QUOTED TEXT:
Free stock profit calculator. Calculate your total profit or loss from buying and selling stocks, including commissions, taxes, and percentage return.
The Stock Profit Calculator shows your profit or loss from buying and selling shares of stock. Enter your purchase price, sale price, number of shares, and any commissions or fees, and it computes the net gain or loss in both dollar and percentage terms.
Understanding profit after all direct costs matters more than looking at share price change alone. Brokerage commissions, regulatory fees, and estimated taxes can reduce what you actually keep from a trade.
This page is meant as a trade-result worksheet. It helps you quantify what a completed or hypothetical stock trade produced before moving on to broader portfolio or tax planning.
Knowing your exact net profit helps you evaluate trading performance honestly. By including commissions and an optional tax estimate, you see the real bottom line rather than a misleading gross figure.
Gross Profit = (Sell Price - Buy Price) x Shares Net Profit = Gross Profit - Total Commissions Tax Liability = max(0, Net Profit) x Tax Rate After-Tax Profit = Net Profit - Tax Liability Percentage Return = Net Profit / (Buy Price x Shares + Commissions) x 100
Result: Net Profit: $1,480 (29.5% return)

SUPPLIED DATA:
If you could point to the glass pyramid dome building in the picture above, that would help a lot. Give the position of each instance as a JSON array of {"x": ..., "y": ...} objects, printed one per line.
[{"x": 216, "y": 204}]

WHAT TO WORK ON: Which quantities does the stock profit calculator page above give a formula for?

TASK RESULT: Gross Profit, Net Profit, Tax Liability, After-Tax Profit, Percentage Return